Across the listing below, how many lines contain "positive"? Answer with the number and nothing else.

## RECORDS SUPPLIED:
_ _ _

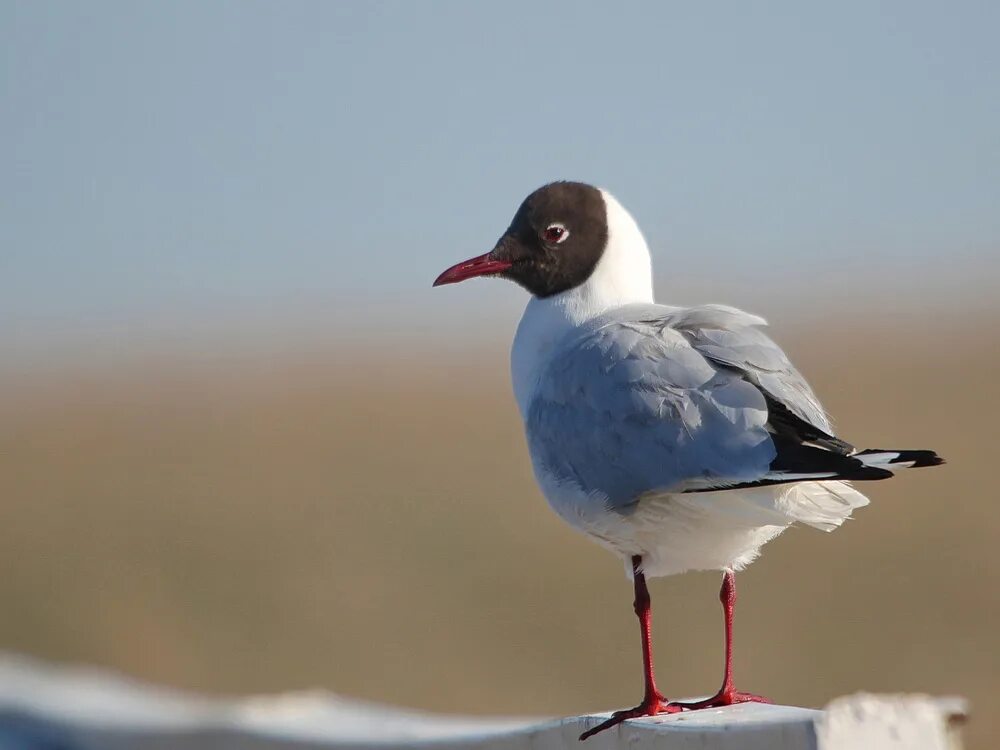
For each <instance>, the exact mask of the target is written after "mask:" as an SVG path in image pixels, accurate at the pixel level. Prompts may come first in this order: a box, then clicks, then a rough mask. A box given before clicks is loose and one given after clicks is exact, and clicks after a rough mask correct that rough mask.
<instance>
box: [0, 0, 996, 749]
mask: <svg viewBox="0 0 1000 750" xmlns="http://www.w3.org/2000/svg"><path fill="white" fill-rule="evenodd" d="M998 27H1000V4H998V3H962V2H954V3H948V4H947V5H945V4H914V3H909V2H904V1H903V0H898V1H896V2H882V3H878V4H872V3H868V2H861V0H844V2H839V3H836V4H819V3H813V4H806V3H800V2H793V1H792V0H787V1H786V2H773V3H769V4H768V5H767V7H766V8H764V7H761V6H759V5H758V4H750V3H728V4H727V3H711V4H709V3H664V2H652V1H649V2H641V1H637V2H632V3H627V4H620V3H617V4H615V3H613V4H609V3H598V2H584V0H572V1H566V0H549V1H548V2H544V3H538V2H535V1H534V0H507V1H506V2H504V3H502V4H496V3H469V2H461V0H435V2H433V3H429V2H424V3H414V2H407V1H406V0H379V2H350V1H348V0H345V1H343V2H322V1H321V0H292V1H290V2H284V3H274V2H266V1H265V0H241V2H238V3H226V2H217V3H135V2H128V1H127V0H91V2H88V3H86V4H84V3H76V4H74V3H61V2H45V1H44V0H38V1H36V2H31V3H25V2H20V3H19V2H4V0H0V106H2V115H0V613H2V614H0V650H9V651H18V652H26V653H29V654H34V655H38V656H40V657H43V658H47V659H52V660H57V661H73V662H84V663H88V664H97V665H103V666H106V667H110V668H112V669H116V670H120V671H122V672H125V673H127V674H131V675H135V676H138V677H141V678H143V679H146V680H151V681H155V682H161V683H165V684H168V685H173V686H178V687H182V688H187V689H191V690H197V691H207V692H211V693H237V694H246V693H253V692H261V691H267V692H271V691H283V690H289V689H294V688H302V687H310V686H320V687H324V688H328V689H330V690H334V691H337V692H339V693H343V694H345V695H350V696H358V697H362V698H368V699H371V700H375V701H383V702H389V703H397V704H401V705H406V706H415V707H419V708H425V709H432V710H437V711H451V712H458V713H489V714H529V713H530V714H567V713H573V714H577V713H582V712H586V711H596V710H607V709H612V708H619V707H623V706H627V705H632V704H634V703H635V702H636V700H637V699H638V697H639V692H640V690H641V683H640V653H639V644H638V638H637V633H636V631H637V628H636V624H635V618H634V616H633V614H632V610H631V600H632V593H631V588H630V585H629V583H628V582H627V580H626V579H625V576H624V572H623V566H622V564H621V563H620V562H619V561H617V560H615V559H613V558H612V557H611V556H609V555H608V554H607V553H605V552H604V551H602V550H601V549H599V548H598V547H597V546H596V545H594V544H592V543H590V542H589V541H587V540H585V539H584V538H582V537H579V536H577V535H576V534H575V533H574V532H572V531H571V530H570V529H568V528H566V527H564V526H563V525H562V524H561V522H559V521H558V520H557V518H556V517H555V516H554V515H553V514H552V513H551V512H550V511H549V510H548V508H547V507H546V506H545V503H544V501H543V500H542V499H541V497H540V495H539V493H538V491H537V489H536V488H535V486H534V482H533V479H532V477H531V472H530V466H529V462H528V458H527V455H526V452H525V446H524V442H523V438H522V435H521V428H520V424H519V421H518V417H517V414H516V409H515V407H514V403H513V399H512V397H511V394H510V386H509V382H508V376H507V367H508V365H507V350H508V346H509V343H510V339H511V336H512V335H513V330H514V326H515V324H516V320H517V316H518V314H519V312H520V309H521V307H522V305H523V303H524V296H523V293H522V292H520V290H517V289H514V288H512V287H510V286H509V285H504V284H500V283H496V282H493V283H488V282H483V283H480V284H473V283H472V282H470V283H469V284H468V285H466V284H463V285H461V286H459V287H454V288H448V289H439V290H431V289H430V283H431V281H432V279H433V278H434V277H435V276H436V275H437V274H438V273H439V272H440V271H441V270H442V269H444V268H445V267H447V266H449V265H451V264H452V263H455V262H457V261H459V260H461V259H463V258H467V257H470V256H472V255H474V254H478V253H482V252H485V251H486V250H488V249H489V247H491V246H492V243H493V242H494V240H495V239H496V238H497V237H498V236H499V235H500V234H501V233H502V231H503V229H504V227H505V226H506V225H507V222H508V221H509V220H510V217H511V216H512V215H513V213H514V211H515V209H516V207H517V204H518V202H519V201H520V200H521V199H522V198H523V197H524V196H525V195H526V194H527V193H528V192H529V191H531V190H533V189H534V188H536V187H538V186H540V185H542V184H544V183H545V182H548V181H551V180H554V179H580V180H585V181H588V182H592V183H594V184H598V185H601V186H603V187H606V188H608V189H609V190H611V191H612V192H613V193H614V194H615V195H616V197H617V198H618V199H619V200H620V201H621V202H622V204H623V205H625V206H626V207H628V209H629V210H630V211H631V212H632V213H633V214H634V216H635V217H636V219H637V220H638V222H639V225H640V226H641V227H642V229H643V231H644V233H645V235H646V237H647V239H648V241H649V245H650V247H651V248H652V250H653V255H654V268H655V271H656V278H657V292H658V295H659V296H658V298H659V299H661V300H663V301H668V302H671V303H674V304H691V303H703V302H723V303H727V304H732V305H736V306H739V307H743V308H745V309H748V310H750V311H752V312H755V313H759V314H762V315H764V316H765V317H767V318H769V319H771V320H772V322H773V323H774V324H775V327H774V329H773V331H774V335H775V336H776V338H777V339H778V341H779V342H781V343H782V344H783V345H784V346H785V347H786V348H787V350H788V352H789V353H790V355H791V356H792V358H793V359H794V360H795V361H796V362H797V364H798V365H799V366H800V368H801V369H802V370H803V372H804V373H805V374H806V376H807V377H808V378H809V379H810V380H811V381H812V383H813V384H814V385H815V387H816V390H817V392H818V393H819V394H820V396H821V398H822V399H823V401H824V403H825V405H826V406H827V407H828V409H829V411H830V412H831V413H832V414H833V416H834V418H835V420H836V424H837V427H838V430H839V432H840V433H841V434H842V435H843V436H844V437H845V438H846V439H848V440H850V441H852V442H854V443H856V444H858V445H860V446H871V447H882V448H896V447H899V448H931V449H935V450H937V451H939V452H940V453H941V454H942V455H943V456H945V457H946V458H947V459H948V461H949V463H948V464H947V465H946V466H943V467H940V468H937V469H927V470H919V471H913V472H909V473H904V474H903V475H902V476H899V477H897V478H895V479H893V480H891V481H887V482H881V483H874V484H871V485H870V486H868V487H866V488H865V489H866V490H867V491H868V492H869V494H870V496H871V498H872V504H871V506H869V507H868V508H865V509H863V510H862V511H861V512H859V513H858V516H857V519H856V520H855V521H853V522H851V523H848V524H846V525H845V526H844V527H843V528H842V529H840V530H839V531H837V532H835V533H834V534H831V535H825V534H823V533H821V532H818V531H814V530H811V529H795V530H792V531H789V532H788V533H786V534H785V535H784V536H782V537H781V538H780V539H778V540H777V541H775V542H774V543H772V544H771V545H769V547H768V548H767V549H766V550H765V554H764V556H763V557H762V559H761V560H760V561H759V562H757V563H755V564H754V565H753V566H751V567H750V569H749V570H748V571H746V572H745V573H743V574H741V575H740V577H739V591H740V596H739V605H738V608H737V631H736V668H737V681H738V684H739V686H740V687H741V689H744V690H750V691H756V692H760V693H763V694H765V695H768V696H770V697H771V698H773V699H774V700H777V701H782V702H788V703H797V704H803V705H812V706H817V705H822V704H823V703H824V702H826V701H827V700H829V699H830V698H833V697H835V696H838V695H841V694H844V693H849V692H852V691H856V690H876V691H927V692H929V693H934V694H945V693H957V694H960V695H965V696H968V697H969V698H971V700H972V702H973V707H974V717H973V721H972V724H971V726H970V728H969V737H970V738H971V739H972V742H971V743H970V746H971V747H974V748H980V749H981V750H986V748H992V747H997V746H1000V730H998V729H996V728H995V723H996V722H995V721H994V713H995V712H996V709H997V705H998V698H1000V695H998V693H1000V682H998V680H997V673H998V670H1000V663H998V662H1000V659H998V650H997V646H996V637H997V636H996V634H997V633H998V632H1000V616H998V615H1000V599H998V597H1000V594H998V588H1000V587H998V583H1000V581H998V577H1000V570H998V566H997V564H996V547H997V539H998V535H997V524H998V521H1000V503H998V491H997V489H996V479H995V476H994V475H995V474H996V468H997V466H998V464H1000V458H998V456H997V448H998V438H997V432H998V430H997V425H998V424H1000V413H998V411H1000V398H998V396H997V385H996V380H997V375H998V371H1000V333H998V331H1000V302H998V289H1000V212H998V210H997V207H998V206H1000V149H998V148H997V143H998V140H997V134H998V133H1000V97H997V95H996V92H997V80H996V78H997V76H996V72H997V71H998V70H1000V45H998V44H997V42H996V29H997V28H998ZM717 590H718V577H717V576H716V575H714V574H690V575H686V576H682V577H678V578H674V579H668V580H655V581H653V582H652V593H653V596H654V627H655V638H656V655H657V667H658V675H659V678H660V680H661V681H662V682H661V684H662V688H663V689H664V690H665V691H666V692H667V693H668V694H670V695H672V696H689V695H693V694H699V693H701V694H704V693H708V692H710V691H713V690H714V689H715V688H716V687H717V685H718V682H719V679H720V676H721V675H720V672H721V668H722V621H721V614H720V611H719V609H720V608H719V605H718V601H717V597H716V594H717Z"/></svg>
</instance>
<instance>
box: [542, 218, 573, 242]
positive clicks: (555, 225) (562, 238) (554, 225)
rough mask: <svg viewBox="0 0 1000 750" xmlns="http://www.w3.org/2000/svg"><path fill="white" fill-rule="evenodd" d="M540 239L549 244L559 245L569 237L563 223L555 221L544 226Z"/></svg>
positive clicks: (566, 230)
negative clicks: (544, 228) (541, 235)
mask: <svg viewBox="0 0 1000 750" xmlns="http://www.w3.org/2000/svg"><path fill="white" fill-rule="evenodd" d="M542 239H543V240H545V241H546V242H548V243H549V244H551V245H561V244H562V243H564V242H565V241H566V240H567V239H569V230H568V229H567V228H566V226H565V225H563V224H560V223H558V222H555V223H553V224H549V225H548V226H547V227H545V231H544V232H542Z"/></svg>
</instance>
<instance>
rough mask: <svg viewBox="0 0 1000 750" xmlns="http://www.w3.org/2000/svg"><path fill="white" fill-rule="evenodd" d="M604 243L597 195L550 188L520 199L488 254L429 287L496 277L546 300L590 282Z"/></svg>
mask: <svg viewBox="0 0 1000 750" xmlns="http://www.w3.org/2000/svg"><path fill="white" fill-rule="evenodd" d="M607 243H608V219H607V208H606V206H605V202H604V196H603V195H602V194H601V191H600V190H598V189H597V188H595V187H593V186H591V185H587V184H584V183H582V182H553V183H550V184H548V185H545V186H544V187H541V188H539V189H538V190H536V191H535V192H533V193H532V194H531V195H529V196H528V197H527V198H525V199H524V202H523V203H522V204H521V206H520V208H518V209H517V213H516V214H514V219H513V220H512V221H511V223H510V226H509V227H508V228H507V231H506V232H504V234H503V236H502V237H501V238H500V239H499V241H498V242H497V244H496V246H495V247H494V248H493V249H492V250H491V251H490V252H488V253H486V254H485V255H480V256H477V257H475V258H470V259H469V260H467V261H464V262H462V263H459V264H457V265H454V266H452V267H451V268H449V269H448V270H446V271H445V272H444V273H442V274H441V275H440V276H438V278H437V280H436V281H435V282H434V286H440V285H442V284H454V283H457V282H459V281H464V280H465V279H470V278H473V277H475V276H500V277H503V278H506V279H510V280H511V281H514V282H516V283H518V284H520V285H521V286H523V287H524V288H525V289H527V290H528V291H529V292H530V293H531V294H533V295H534V296H536V297H551V296H552V295H554V294H559V293H560V292H565V291H567V290H569V289H573V288H574V287H577V286H579V285H580V284H582V283H584V282H585V281H586V280H587V279H588V278H590V275H591V274H592V273H593V272H594V269H595V268H596V267H597V264H598V262H599V261H600V259H601V256H602V255H603V253H604V249H605V247H606V246H607Z"/></svg>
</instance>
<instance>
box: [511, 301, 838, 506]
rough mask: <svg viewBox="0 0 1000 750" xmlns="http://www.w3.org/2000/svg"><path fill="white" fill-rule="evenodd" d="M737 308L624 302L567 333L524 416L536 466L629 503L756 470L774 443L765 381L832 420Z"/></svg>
mask: <svg viewBox="0 0 1000 750" xmlns="http://www.w3.org/2000/svg"><path fill="white" fill-rule="evenodd" d="M763 324H764V321H763V320H762V319H761V318H758V317H756V316H753V315H749V314H747V313H744V312H741V311H739V310H735V309H733V308H728V307H722V306H717V305H706V306H702V307H695V308H686V309H680V308H670V307H664V306H661V305H644V304H643V305H628V306H625V307H622V308H618V309H616V310H614V311H613V312H611V313H608V314H606V315H604V316H602V317H600V318H597V319H596V320H594V321H592V322H591V323H590V324H587V325H586V326H584V327H583V328H582V329H581V330H580V331H579V332H578V335H574V336H573V337H572V338H571V339H570V340H568V341H565V342H564V343H563V344H562V345H561V346H560V348H559V350H558V351H557V352H556V353H555V354H554V356H553V357H552V359H551V361H550V364H549V366H548V367H547V369H546V370H545V371H544V373H543V374H542V377H541V379H540V382H539V384H538V388H537V390H536V392H535V395H534V398H533V400H532V402H531V404H530V407H529V409H528V414H527V420H526V423H527V424H526V427H527V433H528V440H529V443H530V445H531V451H532V455H533V457H534V460H535V462H536V469H542V470H544V471H546V472H547V473H548V474H550V475H551V476H553V477H554V478H555V479H557V480H558V481H560V482H572V483H574V484H576V485H578V486H579V487H581V488H583V489H584V490H586V491H587V492H599V493H601V494H602V495H604V496H606V497H607V499H608V503H609V505H610V506H611V507H612V508H615V509H617V510H619V511H621V512H628V510H629V508H630V507H632V506H633V505H634V504H635V503H636V502H638V500H639V499H640V498H641V497H642V496H643V495H645V494H647V493H651V492H667V491H683V489H684V488H685V487H686V486H695V485H700V486H705V485H717V486H720V487H721V486H724V485H726V484H737V483H741V482H752V481H756V480H758V479H760V478H762V477H763V476H765V475H766V474H767V472H768V469H769V466H770V464H771V462H772V461H773V460H774V458H775V455H776V449H775V446H774V443H773V442H772V440H771V434H770V433H769V431H768V429H767V422H768V407H767V404H766V400H765V396H764V392H766V393H767V394H768V396H769V397H770V398H772V399H774V400H777V401H779V402H781V403H783V404H784V405H785V406H787V407H788V408H789V409H790V410H792V411H793V412H794V413H795V414H797V415H798V416H800V417H801V418H803V419H805V420H807V421H809V422H810V423H812V424H814V425H815V426H817V427H819V428H820V429H822V430H824V431H827V432H828V431H829V429H830V426H829V422H828V421H827V419H826V416H825V415H824V414H823V410H822V408H821V407H820V405H819V402H818V401H817V399H816V397H815V395H814V394H813V392H812V390H811V389H810V388H809V386H808V384H806V382H805V380H804V379H803V378H802V376H801V375H799V373H798V372H797V371H796V370H795V368H794V367H793V366H792V365H791V363H790V362H789V361H788V358H787V357H786V356H785V354H784V353H783V352H782V351H781V349H780V348H779V347H778V346H777V345H776V344H775V343H774V342H772V341H771V340H770V339H769V338H768V337H767V336H766V335H765V334H764V333H763V332H762V331H761V330H760V329H759V328H758V327H757V326H760V325H763Z"/></svg>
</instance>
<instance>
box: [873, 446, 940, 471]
mask: <svg viewBox="0 0 1000 750" xmlns="http://www.w3.org/2000/svg"><path fill="white" fill-rule="evenodd" d="M872 453H898V454H899V455H898V456H896V457H895V458H894V459H892V460H891V461H888V462H887V464H886V465H887V466H892V465H893V464H909V466H908V468H910V469H920V468H923V467H925V466H940V465H941V464H944V463H947V461H945V460H944V459H943V458H941V456H939V455H938V454H937V453H935V452H934V451H928V450H917V451H901V450H881V449H879V448H869V449H868V450H864V451H861V452H859V453H855V454H854V455H855V456H865V455H869V454H872Z"/></svg>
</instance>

_ _ _

## TASK RESPONSE:
2